Stored data entries:
○ ○ ○

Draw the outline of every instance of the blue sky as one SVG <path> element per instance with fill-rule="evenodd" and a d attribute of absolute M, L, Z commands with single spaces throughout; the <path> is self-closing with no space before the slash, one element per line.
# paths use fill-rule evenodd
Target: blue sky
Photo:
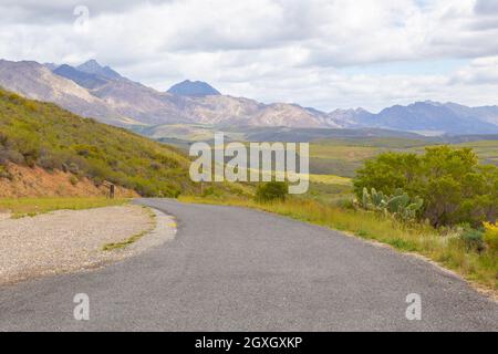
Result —
<path fill-rule="evenodd" d="M 96 59 L 163 91 L 203 80 L 323 111 L 498 104 L 498 0 L 2 0 L 0 12 L 0 58 Z"/>

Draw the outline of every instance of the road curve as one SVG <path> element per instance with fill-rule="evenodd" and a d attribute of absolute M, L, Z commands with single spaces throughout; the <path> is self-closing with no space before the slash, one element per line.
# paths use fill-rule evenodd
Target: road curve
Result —
<path fill-rule="evenodd" d="M 498 304 L 419 259 L 243 208 L 138 202 L 178 219 L 136 258 L 0 288 L 0 330 L 498 331 Z M 75 321 L 73 298 L 90 298 Z M 408 321 L 411 293 L 422 320 Z"/>

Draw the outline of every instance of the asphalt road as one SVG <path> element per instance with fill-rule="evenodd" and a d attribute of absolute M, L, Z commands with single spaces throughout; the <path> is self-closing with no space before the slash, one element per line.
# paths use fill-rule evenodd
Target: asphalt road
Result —
<path fill-rule="evenodd" d="M 498 331 L 498 305 L 419 259 L 256 210 L 139 200 L 174 241 L 91 272 L 0 288 L 0 330 Z M 73 298 L 86 293 L 90 320 Z M 422 320 L 408 321 L 411 293 Z"/>

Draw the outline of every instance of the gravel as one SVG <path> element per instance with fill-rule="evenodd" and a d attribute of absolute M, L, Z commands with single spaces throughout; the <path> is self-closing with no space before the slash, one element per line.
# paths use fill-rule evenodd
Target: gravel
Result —
<path fill-rule="evenodd" d="M 22 219 L 0 215 L 0 285 L 102 267 L 173 238 L 173 218 L 151 210 L 118 206 L 60 210 Z M 107 243 L 152 230 L 125 248 L 103 250 Z"/>

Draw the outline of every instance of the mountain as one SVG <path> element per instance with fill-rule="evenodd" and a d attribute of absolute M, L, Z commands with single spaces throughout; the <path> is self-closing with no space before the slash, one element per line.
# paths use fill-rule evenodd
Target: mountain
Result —
<path fill-rule="evenodd" d="M 133 122 L 85 87 L 55 75 L 37 62 L 0 60 L 0 86 L 29 98 L 56 103 L 71 112 L 107 124 L 123 126 Z"/>
<path fill-rule="evenodd" d="M 61 66 L 55 67 L 52 72 L 59 76 L 72 80 L 80 86 L 86 88 L 95 88 L 97 86 L 105 85 L 108 82 L 108 80 L 104 76 L 86 73 L 68 64 L 62 64 Z"/>
<path fill-rule="evenodd" d="M 331 115 L 359 127 L 438 134 L 498 133 L 498 107 L 467 107 L 432 101 L 395 105 L 373 114 L 364 110 L 334 111 Z"/>
<path fill-rule="evenodd" d="M 303 108 L 295 104 L 266 105 L 253 100 L 226 95 L 187 96 L 158 92 L 141 83 L 123 77 L 108 66 L 102 66 L 91 60 L 76 67 L 60 65 L 53 72 L 32 74 L 35 80 L 23 80 L 27 67 L 22 62 L 0 62 L 0 86 L 15 91 L 30 98 L 56 103 L 74 113 L 95 117 L 102 122 L 126 125 L 160 125 L 176 123 L 201 123 L 243 126 L 295 126 L 295 127 L 338 127 L 325 113 Z M 9 72 L 15 71 L 15 80 L 9 79 Z M 12 84 L 15 82 L 15 84 Z M 59 82 L 59 85 L 53 85 Z M 25 85 L 35 86 L 37 93 L 25 90 Z M 79 87 L 80 95 L 93 100 L 91 110 L 86 102 L 62 100 L 66 88 Z M 90 100 L 89 98 L 89 100 Z"/>
<path fill-rule="evenodd" d="M 53 102 L 76 114 L 118 126 L 205 124 L 291 128 L 381 128 L 440 134 L 498 133 L 498 107 L 417 102 L 374 114 L 363 108 L 330 113 L 298 104 L 263 104 L 221 95 L 207 83 L 184 81 L 158 92 L 90 60 L 53 71 L 35 62 L 0 61 L 0 86 Z"/>
<path fill-rule="evenodd" d="M 221 95 L 219 91 L 214 88 L 211 85 L 201 81 L 190 81 L 190 80 L 186 80 L 176 85 L 173 85 L 172 88 L 168 90 L 168 93 L 180 96 L 194 96 L 194 97 Z"/>

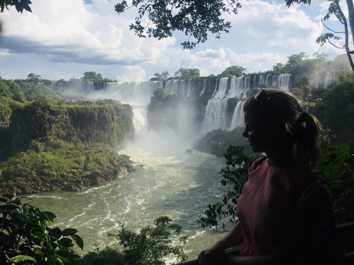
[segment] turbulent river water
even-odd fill
[[[141,169],[104,186],[78,192],[29,196],[41,210],[57,215],[55,226],[78,230],[85,244],[84,252],[80,254],[105,245],[118,248],[117,241],[108,234],[118,231],[120,222],[138,232],[161,216],[179,224],[183,235],[189,236],[184,249],[190,260],[217,240],[196,220],[204,214],[208,204],[221,201],[227,190],[220,184],[218,173],[224,159],[198,152],[187,153],[190,148],[188,143],[173,142],[153,132],[150,135],[119,152],[143,165]]]

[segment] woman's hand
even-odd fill
[[[214,247],[203,250],[198,256],[199,265],[218,265],[226,263],[227,258],[225,251]]]

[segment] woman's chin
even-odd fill
[[[251,150],[252,152],[253,153],[262,153],[262,151],[261,150],[258,149],[257,147],[255,147],[254,146],[252,145],[252,144],[251,144]]]

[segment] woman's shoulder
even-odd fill
[[[248,170],[249,174],[251,172],[254,171],[256,170],[256,169],[261,166],[261,165],[264,164],[265,163],[267,164],[267,160],[268,158],[267,157],[262,157],[259,158],[257,159],[256,159],[256,160],[252,163],[252,164],[250,167],[250,169]]]
[[[312,170],[307,176],[299,189],[298,208],[313,204],[331,204],[333,197],[328,184],[324,181],[321,172]]]

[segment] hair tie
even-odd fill
[[[301,114],[300,114],[300,116],[299,117],[297,118],[297,120],[300,122],[304,122],[306,119],[306,116],[307,116],[308,114],[307,112],[306,111],[304,111]]]

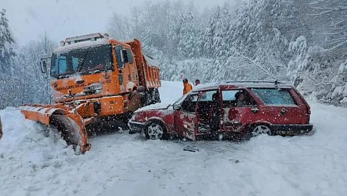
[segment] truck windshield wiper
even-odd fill
[[[81,68],[83,67],[83,65],[84,65],[84,62],[86,60],[86,57],[87,57],[87,55],[88,54],[88,52],[89,52],[89,51],[88,50],[86,51],[86,54],[84,55],[84,57],[83,57],[83,60],[82,61],[81,65],[77,68],[77,70],[76,70],[75,73],[77,73],[79,72],[79,71],[81,70]]]

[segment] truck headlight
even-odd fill
[[[131,118],[130,118],[130,120],[132,121],[135,121],[135,114],[133,114],[132,116],[131,116]]]

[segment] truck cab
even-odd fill
[[[56,103],[88,102],[90,106],[79,111],[87,117],[126,112],[127,95],[135,86],[146,87],[151,98],[158,97],[159,67],[142,53],[139,40],[121,42],[107,33],[95,33],[67,38],[60,44],[41,62],[43,72],[47,72],[51,59],[49,73]]]

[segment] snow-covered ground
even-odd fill
[[[182,93],[163,82],[163,102]],[[248,142],[153,141],[114,133],[74,155],[13,108],[0,111],[0,196],[346,196],[347,109],[310,102],[316,132]],[[183,151],[186,145],[199,149]]]

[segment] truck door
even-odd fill
[[[181,136],[193,140],[198,133],[197,103],[198,94],[187,96],[179,105],[174,106],[175,129]]]
[[[129,85],[129,84],[133,83],[137,86],[139,85],[136,65],[129,49],[121,45],[115,46],[114,48],[117,67],[119,70],[118,77],[121,92],[127,92],[129,87],[132,89],[133,86],[133,84]]]

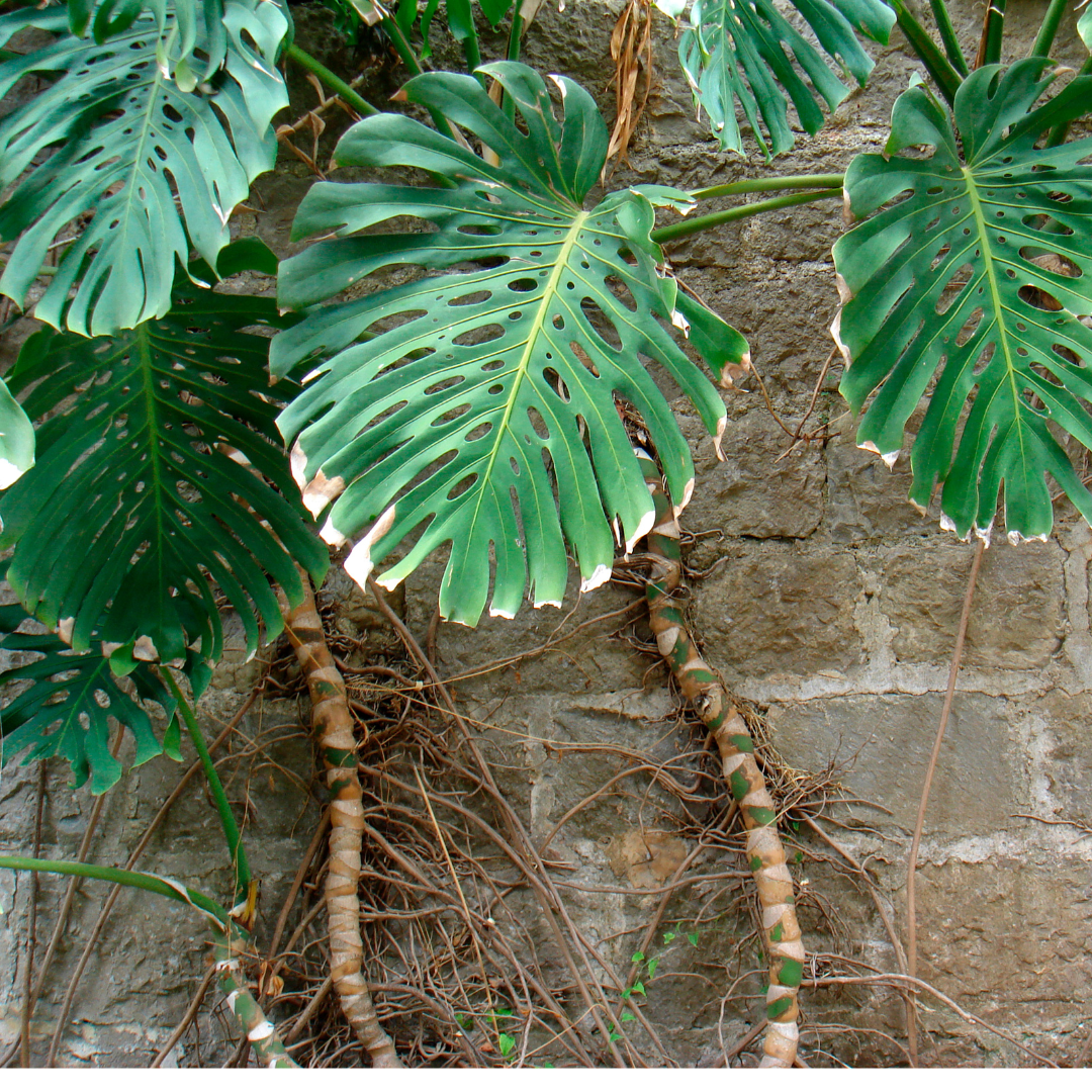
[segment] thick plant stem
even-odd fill
[[[765,779],[755,759],[755,741],[746,721],[732,703],[715,673],[698,652],[673,593],[682,584],[679,526],[660,470],[637,451],[655,505],[649,532],[652,572],[646,597],[649,620],[661,655],[670,665],[679,689],[709,728],[721,753],[732,796],[747,829],[747,860],[758,886],[762,940],[770,968],[767,987],[767,1033],[761,1066],[788,1068],[796,1060],[799,1009],[796,995],[804,973],[804,943],[796,921],[793,878],[778,835],[778,814]]]
[[[364,838],[364,804],[356,772],[356,737],[348,708],[345,680],[322,632],[314,592],[307,574],[304,602],[294,610],[282,600],[285,631],[307,680],[311,696],[311,727],[330,786],[330,866],[325,901],[330,922],[330,969],[342,1011],[357,1038],[371,1055],[376,1068],[400,1068],[394,1043],[380,1026],[364,980],[364,943],[360,939],[360,843]]]
[[[672,242],[675,239],[685,239],[688,235],[707,232],[711,227],[720,227],[721,224],[731,224],[736,219],[746,219],[748,216],[759,216],[764,212],[774,212],[778,209],[790,209],[793,205],[830,199],[842,200],[841,183],[836,190],[786,193],[784,197],[768,198],[765,201],[752,201],[750,204],[736,205],[733,209],[722,209],[720,212],[711,212],[705,216],[695,216],[693,219],[681,219],[677,224],[657,227],[654,232],[650,233],[650,238],[653,242]]]
[[[216,931],[213,945],[216,983],[227,998],[227,1007],[244,1029],[258,1060],[268,1069],[298,1069],[277,1037],[273,1024],[262,1011],[239,969],[239,957],[227,930]]]
[[[711,198],[731,198],[737,193],[776,193],[779,190],[832,190],[841,189],[844,175],[784,175],[780,178],[752,178],[744,182],[725,182],[691,190],[695,201]]]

○ ○ ○

Given request — Reproduce the records from the start through the line containing "219 L 0 215", substituting "Label" for every "Target" and leaving everything else as it is. Omit the pictures.

Exercise answer —
Draw the outline of every instance of the blue sky as one SVG <path> element per instance with fill-rule="evenodd" and a d attribute of absolute M, L, Z commands with single spaces throughout; the <path> is self-closing with no space before the slash, one element per line.
# paths use fill-rule evenodd
Label: blue sky
Photo:
Result —
<path fill-rule="evenodd" d="M 96 59 L 163 91 L 203 80 L 323 111 L 498 104 L 498 0 L 2 0 L 0 12 L 0 58 Z"/>

Draw the outline of every instance of the road curve as one SVG <path> element per instance with fill-rule="evenodd" and a d attribute of absolute M, L, Z commands with single spaces throughout; the <path> is self-closing with no space before the slash, one element per line.
# paths use fill-rule evenodd
Label: road curve
Result —
<path fill-rule="evenodd" d="M 498 304 L 419 259 L 243 208 L 138 202 L 178 219 L 136 258 L 0 288 L 0 330 L 498 331 Z M 75 321 L 73 298 L 90 298 Z M 408 321 L 411 293 L 422 320 Z"/>

Draw the outline of every instance of the asphalt road as one SVG <path> element per instance with fill-rule="evenodd" and a d attribute of absolute M, L, Z commands with single spaces throughout; the <path> is self-closing with no space before the slash, one element per line.
# paths use fill-rule evenodd
Label: asphalt road
Result —
<path fill-rule="evenodd" d="M 498 331 L 498 305 L 419 259 L 256 210 L 139 200 L 174 241 L 91 272 L 0 288 L 0 330 Z M 73 298 L 86 293 L 90 320 Z M 422 320 L 408 321 L 411 293 Z"/>

Draw the outline of every instance of the gravel as one SVG <path> element per instance with fill-rule="evenodd" and a d attribute of absolute M, L, Z commands with single spaces throughout; the <path> is self-closing with no space before the slash, one element per line.
# paths use fill-rule evenodd
Label: gravel
Result —
<path fill-rule="evenodd" d="M 22 219 L 0 215 L 0 285 L 102 267 L 173 238 L 173 218 L 151 210 L 118 206 L 60 210 Z M 107 243 L 152 230 L 125 248 L 103 250 Z"/>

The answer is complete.